Defunct theatre in Baltimore, Maryland, U.S.

The Morris A. Mechanic Theatre was a playhouse at 1 South Charles Street that was part of the Charles Center of Baltimore, Maryland. The theatre was built by and named for owner Morris A. Mechanic who operated a number of theatres in the city such as The Stanton Theatre, Ford's Grand Opera House, the Centre Theatre, and the Century and Valencia Theatres, all of which have since been demolished except for the Centre. The Mechanic theatre was demolished in 2014.

==History==
Mechanic planned the theatre to replace the aging Ford's Grand Opera House, which he had purchased in 1929 and had demolished in February 1964, replaced by a parking garage for Stewart's Department Store. A year later, he also had the Stanton Theatre (located at 516 North Howard Street) demolished in July 1965 (also replaced by a parking lot) to avoid any competition with his new theatre which bore his name. Mechanic bought the theatre from the Stanley Warner Corporation in February 1958 and changed the name to The Stanton in the fall of 1959, using it primarily for legitimate shows, closed-circuit television shows, variety shows, and movies and also including live performance shows which he leased to JF Theatres. He engaged architect John M. Johansen who designed the building in a style he termed "functional expressionism", also known as brutalism. Mechanic chose the site formerly occupied by offices of The Baltimore Sun.

Mechanic died in 1966 from a heart attack while the building was under construction and his widow, Clarisse, joined Mayor Theodore McKeldin and Eugene M. Feinblatt, chairman of the Baltimore Urban Renewal and Housing Agency, in presiding over the opening gala January 16, 1967. For many years, the theater was Baltimore's primary venue to host touring Broadway plays and helped the city shed its reputation as a "lousy theatre town".

Several Broadway-bound productions had their tryouts at the Mechanic. They include I'm Solomon, Jimmy Shine, Applause, The Wiz, Smile, Lend Me a Tenor, and Busker Alley.

However, in the 1980s and 1990s, producers felt that the theatre was too small and outdated to accommodate the larger shows of the era.

● WHAT TO DO:
1. According to the passage on the Morris A. Mechanic Theatre, on what date was the theatre's opening gala held?
2. The passage on the Morris A. Mechanic Theatre says Mechanic had the Stanton Theatre demolished in July 1965. Explain why he did so.
3. Write the next part of the passage on the Morris A. Mechanic Theatre, following on from its last sentence.

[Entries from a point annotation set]
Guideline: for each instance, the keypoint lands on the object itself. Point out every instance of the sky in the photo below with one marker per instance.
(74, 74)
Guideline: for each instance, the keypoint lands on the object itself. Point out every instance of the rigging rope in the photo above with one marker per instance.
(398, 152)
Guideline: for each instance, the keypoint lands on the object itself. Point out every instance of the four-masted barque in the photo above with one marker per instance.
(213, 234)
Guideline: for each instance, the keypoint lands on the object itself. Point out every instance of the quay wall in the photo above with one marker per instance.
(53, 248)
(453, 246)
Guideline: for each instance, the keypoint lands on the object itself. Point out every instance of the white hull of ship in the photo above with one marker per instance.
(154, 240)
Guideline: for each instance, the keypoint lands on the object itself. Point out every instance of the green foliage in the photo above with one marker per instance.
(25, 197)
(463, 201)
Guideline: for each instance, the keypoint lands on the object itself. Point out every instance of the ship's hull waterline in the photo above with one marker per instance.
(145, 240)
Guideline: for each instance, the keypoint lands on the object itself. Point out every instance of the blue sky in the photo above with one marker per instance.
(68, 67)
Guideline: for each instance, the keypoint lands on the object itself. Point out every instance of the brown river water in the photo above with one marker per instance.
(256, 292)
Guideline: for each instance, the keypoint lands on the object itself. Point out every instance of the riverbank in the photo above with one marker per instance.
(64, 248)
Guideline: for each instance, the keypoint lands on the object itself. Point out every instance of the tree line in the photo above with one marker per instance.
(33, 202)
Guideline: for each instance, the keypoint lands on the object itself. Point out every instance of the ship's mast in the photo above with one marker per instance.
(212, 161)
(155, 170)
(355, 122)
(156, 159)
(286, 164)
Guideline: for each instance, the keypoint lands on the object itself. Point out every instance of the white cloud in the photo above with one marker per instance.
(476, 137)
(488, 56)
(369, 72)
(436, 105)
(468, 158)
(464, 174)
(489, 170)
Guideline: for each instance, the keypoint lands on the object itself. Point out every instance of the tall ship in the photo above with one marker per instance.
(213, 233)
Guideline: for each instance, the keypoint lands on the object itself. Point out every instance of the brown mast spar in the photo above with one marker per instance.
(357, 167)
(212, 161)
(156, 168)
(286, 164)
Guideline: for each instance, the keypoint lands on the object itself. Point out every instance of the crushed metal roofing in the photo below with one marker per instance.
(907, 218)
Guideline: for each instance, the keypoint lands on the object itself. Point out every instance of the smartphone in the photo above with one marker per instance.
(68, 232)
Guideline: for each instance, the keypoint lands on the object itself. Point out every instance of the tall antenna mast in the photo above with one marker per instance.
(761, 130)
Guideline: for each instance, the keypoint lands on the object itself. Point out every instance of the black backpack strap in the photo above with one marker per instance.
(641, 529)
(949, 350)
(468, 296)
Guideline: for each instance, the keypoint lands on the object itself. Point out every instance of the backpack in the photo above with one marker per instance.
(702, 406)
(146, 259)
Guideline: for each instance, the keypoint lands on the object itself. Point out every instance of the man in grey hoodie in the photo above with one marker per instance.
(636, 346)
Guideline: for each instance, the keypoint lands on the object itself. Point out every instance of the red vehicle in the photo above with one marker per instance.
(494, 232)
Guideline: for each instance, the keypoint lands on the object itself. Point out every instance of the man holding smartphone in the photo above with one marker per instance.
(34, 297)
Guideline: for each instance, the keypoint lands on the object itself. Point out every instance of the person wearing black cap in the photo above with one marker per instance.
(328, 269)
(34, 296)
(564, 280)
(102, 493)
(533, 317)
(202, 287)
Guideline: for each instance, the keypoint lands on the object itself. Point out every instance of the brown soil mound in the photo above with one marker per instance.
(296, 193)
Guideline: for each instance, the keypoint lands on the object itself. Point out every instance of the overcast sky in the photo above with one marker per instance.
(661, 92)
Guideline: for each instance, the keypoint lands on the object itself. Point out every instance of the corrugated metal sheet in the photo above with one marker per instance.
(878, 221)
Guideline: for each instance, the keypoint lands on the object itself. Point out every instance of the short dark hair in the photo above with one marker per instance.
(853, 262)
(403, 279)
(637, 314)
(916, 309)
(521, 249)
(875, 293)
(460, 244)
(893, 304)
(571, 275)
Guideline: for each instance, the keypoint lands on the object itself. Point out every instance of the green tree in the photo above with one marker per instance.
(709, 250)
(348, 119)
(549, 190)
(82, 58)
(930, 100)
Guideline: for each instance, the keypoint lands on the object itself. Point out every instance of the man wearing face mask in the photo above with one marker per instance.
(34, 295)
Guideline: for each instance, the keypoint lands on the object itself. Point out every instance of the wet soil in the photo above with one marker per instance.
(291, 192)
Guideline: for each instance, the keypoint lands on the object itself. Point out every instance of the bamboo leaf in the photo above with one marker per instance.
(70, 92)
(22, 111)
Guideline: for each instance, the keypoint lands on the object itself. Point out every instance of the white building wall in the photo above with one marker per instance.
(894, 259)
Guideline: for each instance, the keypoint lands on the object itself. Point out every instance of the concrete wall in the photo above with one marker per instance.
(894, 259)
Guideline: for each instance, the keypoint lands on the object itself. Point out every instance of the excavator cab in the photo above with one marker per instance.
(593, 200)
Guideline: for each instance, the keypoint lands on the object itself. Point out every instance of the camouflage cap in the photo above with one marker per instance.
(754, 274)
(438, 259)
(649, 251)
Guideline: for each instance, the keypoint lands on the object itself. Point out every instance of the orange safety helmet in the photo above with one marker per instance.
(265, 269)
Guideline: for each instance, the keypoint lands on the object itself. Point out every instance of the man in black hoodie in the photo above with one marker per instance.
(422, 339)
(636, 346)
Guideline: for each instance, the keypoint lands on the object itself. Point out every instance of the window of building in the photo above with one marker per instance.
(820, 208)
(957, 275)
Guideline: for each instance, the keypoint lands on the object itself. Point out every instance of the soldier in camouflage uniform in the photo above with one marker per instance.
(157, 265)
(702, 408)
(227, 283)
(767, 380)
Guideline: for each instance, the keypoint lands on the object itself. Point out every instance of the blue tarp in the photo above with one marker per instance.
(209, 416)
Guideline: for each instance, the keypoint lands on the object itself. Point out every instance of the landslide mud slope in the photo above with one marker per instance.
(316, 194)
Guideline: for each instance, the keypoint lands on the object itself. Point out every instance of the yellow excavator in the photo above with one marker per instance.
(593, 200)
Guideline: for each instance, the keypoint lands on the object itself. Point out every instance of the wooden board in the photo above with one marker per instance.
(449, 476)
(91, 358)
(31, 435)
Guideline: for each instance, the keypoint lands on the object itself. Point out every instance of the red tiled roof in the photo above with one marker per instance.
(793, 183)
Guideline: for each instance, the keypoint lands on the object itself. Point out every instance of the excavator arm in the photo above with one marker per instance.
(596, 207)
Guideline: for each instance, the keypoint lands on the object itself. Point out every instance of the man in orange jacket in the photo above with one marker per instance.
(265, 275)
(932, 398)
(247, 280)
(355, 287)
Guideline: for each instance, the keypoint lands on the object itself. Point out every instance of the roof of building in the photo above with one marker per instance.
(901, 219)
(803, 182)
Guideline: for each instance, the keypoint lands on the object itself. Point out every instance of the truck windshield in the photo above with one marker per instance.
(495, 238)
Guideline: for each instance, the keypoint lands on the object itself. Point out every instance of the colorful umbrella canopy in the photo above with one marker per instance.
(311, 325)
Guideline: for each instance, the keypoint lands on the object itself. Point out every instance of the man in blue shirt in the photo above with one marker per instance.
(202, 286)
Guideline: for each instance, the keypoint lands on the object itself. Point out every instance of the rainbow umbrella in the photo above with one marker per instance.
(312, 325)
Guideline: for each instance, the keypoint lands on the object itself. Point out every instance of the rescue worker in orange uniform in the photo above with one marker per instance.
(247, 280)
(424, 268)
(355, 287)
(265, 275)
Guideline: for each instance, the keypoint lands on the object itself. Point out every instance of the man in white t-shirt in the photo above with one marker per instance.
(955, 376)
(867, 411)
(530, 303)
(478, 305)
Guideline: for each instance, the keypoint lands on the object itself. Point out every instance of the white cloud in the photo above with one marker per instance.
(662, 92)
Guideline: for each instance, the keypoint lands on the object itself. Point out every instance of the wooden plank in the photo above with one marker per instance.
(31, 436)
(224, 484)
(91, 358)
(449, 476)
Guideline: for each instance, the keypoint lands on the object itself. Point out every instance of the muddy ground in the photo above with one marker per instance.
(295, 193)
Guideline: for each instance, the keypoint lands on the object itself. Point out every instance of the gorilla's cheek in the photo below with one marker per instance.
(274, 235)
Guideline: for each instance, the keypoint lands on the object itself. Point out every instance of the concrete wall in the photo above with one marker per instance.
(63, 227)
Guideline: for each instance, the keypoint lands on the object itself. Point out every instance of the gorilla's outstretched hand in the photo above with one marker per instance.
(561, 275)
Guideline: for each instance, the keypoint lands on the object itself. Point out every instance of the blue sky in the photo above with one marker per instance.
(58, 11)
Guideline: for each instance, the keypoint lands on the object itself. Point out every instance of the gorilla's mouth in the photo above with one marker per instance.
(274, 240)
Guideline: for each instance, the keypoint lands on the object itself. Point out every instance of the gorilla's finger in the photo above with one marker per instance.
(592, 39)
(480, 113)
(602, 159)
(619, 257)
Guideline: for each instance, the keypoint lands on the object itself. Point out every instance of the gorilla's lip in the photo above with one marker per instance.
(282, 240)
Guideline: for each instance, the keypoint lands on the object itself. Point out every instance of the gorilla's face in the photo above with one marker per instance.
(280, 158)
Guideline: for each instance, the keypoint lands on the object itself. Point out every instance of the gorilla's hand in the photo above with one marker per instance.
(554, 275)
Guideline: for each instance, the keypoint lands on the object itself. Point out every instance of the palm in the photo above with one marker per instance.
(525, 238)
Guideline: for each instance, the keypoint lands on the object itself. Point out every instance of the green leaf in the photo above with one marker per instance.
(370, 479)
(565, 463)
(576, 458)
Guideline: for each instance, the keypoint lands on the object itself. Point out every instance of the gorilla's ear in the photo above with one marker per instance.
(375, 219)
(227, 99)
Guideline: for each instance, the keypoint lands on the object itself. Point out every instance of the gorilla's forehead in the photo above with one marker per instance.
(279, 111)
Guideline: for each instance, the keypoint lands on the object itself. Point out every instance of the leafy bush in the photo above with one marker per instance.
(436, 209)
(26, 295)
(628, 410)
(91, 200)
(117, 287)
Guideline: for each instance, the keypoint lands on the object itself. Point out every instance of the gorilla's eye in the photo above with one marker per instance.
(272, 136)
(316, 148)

● ANSWERS FOR THIS EXERCISE:
1. January 16, 1967.

2. He had it torn down to avoid any competition with the new theatre that bore his name.

3.
Jujamcyn Theaters began managing the Mechanic in 1998. SFX (later Clear Channel Entertainment) bought Jujamcyn's production arm in 2000. The theater ceased operation in 2004 when the restored Hippodrome Theatre reopened. Clear Channel Entertainment operated the Hippodrome and chose not to renew its lease on the Mechanic.

==Demolition and redevelopment plans==
In 2005, Melvin and Benjamin Greenwald purchased the shuttered building for $6 million with plans to renovate it into retail space and add a 10-story residential building on the east side. Preservationists disagreed with the Greenwalds' assessment that there was "no historic integrity to the building" and urged that it be carefully adapted for reuse. After hearings in August 2007, the Baltimore Commission for Historical and Architecture Preservation declined to grant the building landmark status.

On February 25, 2009, David S. Brown Enterprises unveiled a plan to add a 30-story tower that would house a 161-room hotel and 250 rental units. The former theater space would be converted to retail and a skylight installed to make it more welcoming to shoppers. Architect Dan Stuver said the design aimed to retain the building's defining characteristics while adapting it to a new use. The plan did not contain cost estimates or details.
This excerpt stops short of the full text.